**SOURCE:**
## START

Monday, December 14, 2015

Python 3 check using type([1.0 for i in [1]][0]) is type([1 for i in [1]][0])

Yesterday I've stumbled on a very interesting tweet: "guess why: (by arigo) so a way to know "are we on python 3" is: type([1.0 for i in [1]][0]) is type([1 for i in [1]][0])". Original link is https://twitter.com/fijall/status/675651525000175616

In Python 3 the result is:
>>> type([1.0 for i in [1]][0]) is type([1 for i in [1]][0])
>>> True
but in Python 2:
>>> type([1.0 for i in [1]][0]) is type([1 for i in [1]][0])
>>> False
It is interesting that items' types in Python 3 are both float:
>>> type([1.0 for i in [1]][0]), type([1 for i in [1]][0])
>>> (<class 'float'>, <class 'float'>)
but in Python 2 they are different:
>>> type([1.0 for i in [1]][0]), type([1 for i in [1]][0])
>>> (<type 'float'>, <type 'int'>)
The first part of a secret is that in Python 3 list comprehensions have their own scope, but in Python 2 they haven't. Guido van Rossum wrote about this "dirty little secret" here.
In Python 3 for list comprehensions a special code object listcomp was created.

And the second part of a secret is that both listcomp code objects from this example are located at the same address, because declared on the one line in code.
Here is a bytecode (I've used dis module to get is):
...

## END

**GIVEN EXERCISE:** Say whether each statement agrees with the Python post, giving yes or no and quoting the exact words that settle it. (a) In Python 2, both items in the example lists are of type float. (b) In Python 3, list comprehensions have their own scope. (c) The two listcomp code objects share an address because they are declared on one line. The items that come next are separate material with no tie to the Python post.

**GIVEN RECORDS:**

## START

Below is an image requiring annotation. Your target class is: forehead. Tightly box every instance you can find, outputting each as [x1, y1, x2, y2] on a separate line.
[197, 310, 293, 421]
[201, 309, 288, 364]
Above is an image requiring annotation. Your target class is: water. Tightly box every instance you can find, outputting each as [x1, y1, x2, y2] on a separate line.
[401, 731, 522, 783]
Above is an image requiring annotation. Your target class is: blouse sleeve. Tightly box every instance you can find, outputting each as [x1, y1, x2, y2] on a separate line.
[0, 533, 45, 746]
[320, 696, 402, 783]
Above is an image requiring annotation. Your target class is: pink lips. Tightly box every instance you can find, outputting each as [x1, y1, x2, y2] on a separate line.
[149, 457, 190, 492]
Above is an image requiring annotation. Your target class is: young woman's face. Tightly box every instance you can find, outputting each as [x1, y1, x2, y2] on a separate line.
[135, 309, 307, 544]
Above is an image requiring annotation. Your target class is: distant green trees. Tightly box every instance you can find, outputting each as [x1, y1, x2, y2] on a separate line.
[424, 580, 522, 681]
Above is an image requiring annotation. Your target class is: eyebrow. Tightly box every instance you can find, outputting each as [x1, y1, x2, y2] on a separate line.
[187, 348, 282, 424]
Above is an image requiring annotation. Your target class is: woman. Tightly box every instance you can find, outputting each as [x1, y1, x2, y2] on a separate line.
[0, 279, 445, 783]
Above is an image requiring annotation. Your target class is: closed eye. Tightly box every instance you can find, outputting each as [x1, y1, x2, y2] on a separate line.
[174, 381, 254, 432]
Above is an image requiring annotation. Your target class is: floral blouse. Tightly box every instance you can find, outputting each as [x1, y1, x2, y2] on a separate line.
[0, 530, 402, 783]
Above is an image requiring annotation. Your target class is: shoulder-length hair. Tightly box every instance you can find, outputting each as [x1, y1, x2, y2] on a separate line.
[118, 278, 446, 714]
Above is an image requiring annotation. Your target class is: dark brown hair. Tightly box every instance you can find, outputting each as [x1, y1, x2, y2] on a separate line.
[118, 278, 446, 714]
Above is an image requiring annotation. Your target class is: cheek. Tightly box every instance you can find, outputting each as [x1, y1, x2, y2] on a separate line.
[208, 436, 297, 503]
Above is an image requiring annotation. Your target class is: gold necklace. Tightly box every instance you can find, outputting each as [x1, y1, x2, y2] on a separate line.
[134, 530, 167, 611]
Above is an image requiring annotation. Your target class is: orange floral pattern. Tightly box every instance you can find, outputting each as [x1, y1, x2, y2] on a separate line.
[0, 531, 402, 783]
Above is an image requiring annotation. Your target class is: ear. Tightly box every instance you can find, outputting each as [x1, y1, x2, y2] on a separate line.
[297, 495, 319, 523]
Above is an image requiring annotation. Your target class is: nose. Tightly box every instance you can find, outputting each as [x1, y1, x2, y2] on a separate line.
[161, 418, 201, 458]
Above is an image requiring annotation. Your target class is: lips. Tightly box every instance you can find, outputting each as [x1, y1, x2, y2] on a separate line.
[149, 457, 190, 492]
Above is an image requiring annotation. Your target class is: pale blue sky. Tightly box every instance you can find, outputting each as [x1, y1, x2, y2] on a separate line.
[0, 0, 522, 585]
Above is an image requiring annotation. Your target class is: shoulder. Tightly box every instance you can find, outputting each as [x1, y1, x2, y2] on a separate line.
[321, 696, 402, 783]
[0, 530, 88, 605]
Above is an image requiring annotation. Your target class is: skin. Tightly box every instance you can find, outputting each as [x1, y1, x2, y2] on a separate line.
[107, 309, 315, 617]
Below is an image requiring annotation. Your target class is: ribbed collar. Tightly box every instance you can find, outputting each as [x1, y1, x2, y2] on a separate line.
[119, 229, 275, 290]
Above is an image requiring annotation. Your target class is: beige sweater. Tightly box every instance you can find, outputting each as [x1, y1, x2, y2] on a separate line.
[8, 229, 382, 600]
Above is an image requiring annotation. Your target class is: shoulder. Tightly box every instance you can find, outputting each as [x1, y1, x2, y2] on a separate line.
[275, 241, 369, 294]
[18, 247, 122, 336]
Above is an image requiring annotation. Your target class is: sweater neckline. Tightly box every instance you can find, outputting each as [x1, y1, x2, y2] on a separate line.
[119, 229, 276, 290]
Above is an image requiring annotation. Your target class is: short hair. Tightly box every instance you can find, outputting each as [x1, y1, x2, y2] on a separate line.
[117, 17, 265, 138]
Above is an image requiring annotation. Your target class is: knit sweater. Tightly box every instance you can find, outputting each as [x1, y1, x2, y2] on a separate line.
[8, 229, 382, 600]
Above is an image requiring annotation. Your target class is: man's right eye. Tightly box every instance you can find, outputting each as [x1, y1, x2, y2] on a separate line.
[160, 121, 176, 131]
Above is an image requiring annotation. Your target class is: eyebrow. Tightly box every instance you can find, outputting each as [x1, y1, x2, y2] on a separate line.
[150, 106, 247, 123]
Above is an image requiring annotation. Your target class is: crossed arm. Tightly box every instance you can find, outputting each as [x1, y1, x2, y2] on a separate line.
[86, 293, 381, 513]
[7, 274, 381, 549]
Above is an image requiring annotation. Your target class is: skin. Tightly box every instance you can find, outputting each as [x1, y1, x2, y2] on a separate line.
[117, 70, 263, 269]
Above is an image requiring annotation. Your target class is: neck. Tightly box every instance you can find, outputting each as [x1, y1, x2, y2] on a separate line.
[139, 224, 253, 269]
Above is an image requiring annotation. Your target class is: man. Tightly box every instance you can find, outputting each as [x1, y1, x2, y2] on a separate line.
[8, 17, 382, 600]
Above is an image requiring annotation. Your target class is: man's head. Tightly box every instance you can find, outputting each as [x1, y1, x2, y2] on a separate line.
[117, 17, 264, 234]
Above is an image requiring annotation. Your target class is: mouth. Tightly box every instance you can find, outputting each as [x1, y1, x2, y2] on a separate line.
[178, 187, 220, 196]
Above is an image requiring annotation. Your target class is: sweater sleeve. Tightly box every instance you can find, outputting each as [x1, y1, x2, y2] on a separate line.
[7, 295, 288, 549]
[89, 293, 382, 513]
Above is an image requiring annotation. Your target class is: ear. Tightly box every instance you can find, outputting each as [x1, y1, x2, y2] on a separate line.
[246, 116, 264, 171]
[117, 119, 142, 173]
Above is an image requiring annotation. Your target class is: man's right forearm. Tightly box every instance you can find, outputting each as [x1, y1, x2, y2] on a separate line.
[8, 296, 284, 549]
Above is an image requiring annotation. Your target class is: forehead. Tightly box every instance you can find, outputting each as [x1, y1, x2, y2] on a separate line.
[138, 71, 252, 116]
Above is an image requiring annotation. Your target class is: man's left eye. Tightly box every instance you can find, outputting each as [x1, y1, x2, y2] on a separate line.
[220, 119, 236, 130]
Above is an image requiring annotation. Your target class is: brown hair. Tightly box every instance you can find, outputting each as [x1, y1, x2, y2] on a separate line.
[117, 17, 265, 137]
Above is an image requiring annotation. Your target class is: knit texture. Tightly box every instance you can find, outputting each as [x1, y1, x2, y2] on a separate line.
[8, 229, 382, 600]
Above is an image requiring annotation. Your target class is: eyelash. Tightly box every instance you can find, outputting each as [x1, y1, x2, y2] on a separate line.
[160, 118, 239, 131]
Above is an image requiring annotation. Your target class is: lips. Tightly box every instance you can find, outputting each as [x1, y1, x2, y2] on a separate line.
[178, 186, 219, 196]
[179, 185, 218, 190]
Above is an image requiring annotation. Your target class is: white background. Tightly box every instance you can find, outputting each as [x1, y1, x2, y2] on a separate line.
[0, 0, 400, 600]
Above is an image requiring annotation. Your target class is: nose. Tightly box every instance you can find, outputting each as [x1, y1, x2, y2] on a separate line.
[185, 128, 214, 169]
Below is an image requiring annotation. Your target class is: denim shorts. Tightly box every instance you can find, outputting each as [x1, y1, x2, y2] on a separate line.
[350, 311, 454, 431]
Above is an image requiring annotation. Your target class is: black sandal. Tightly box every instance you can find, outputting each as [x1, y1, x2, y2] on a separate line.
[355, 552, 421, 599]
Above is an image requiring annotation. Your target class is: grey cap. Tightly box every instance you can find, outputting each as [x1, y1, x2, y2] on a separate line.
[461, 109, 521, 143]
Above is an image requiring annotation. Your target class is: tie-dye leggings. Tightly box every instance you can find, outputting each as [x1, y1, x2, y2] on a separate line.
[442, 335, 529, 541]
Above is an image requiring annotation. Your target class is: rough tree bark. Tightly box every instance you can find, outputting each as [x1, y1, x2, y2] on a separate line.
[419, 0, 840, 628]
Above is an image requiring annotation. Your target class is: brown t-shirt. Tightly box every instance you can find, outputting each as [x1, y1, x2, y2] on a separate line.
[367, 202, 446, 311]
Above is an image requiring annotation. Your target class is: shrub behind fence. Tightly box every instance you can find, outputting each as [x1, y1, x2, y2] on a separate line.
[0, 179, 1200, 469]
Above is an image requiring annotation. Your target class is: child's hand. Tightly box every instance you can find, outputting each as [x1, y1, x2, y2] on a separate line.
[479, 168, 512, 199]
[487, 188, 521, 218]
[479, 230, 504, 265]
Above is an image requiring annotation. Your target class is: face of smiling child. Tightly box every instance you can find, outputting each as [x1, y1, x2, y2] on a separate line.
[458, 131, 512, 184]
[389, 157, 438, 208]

## END

**THE COMPLETED TASK:**
(a) No: "but in Python 2 they are different"
(b) Yes: "in Python 3 list comprehensions have their own scope"
(c) Yes: "located at the same address, because declared on the one line in code"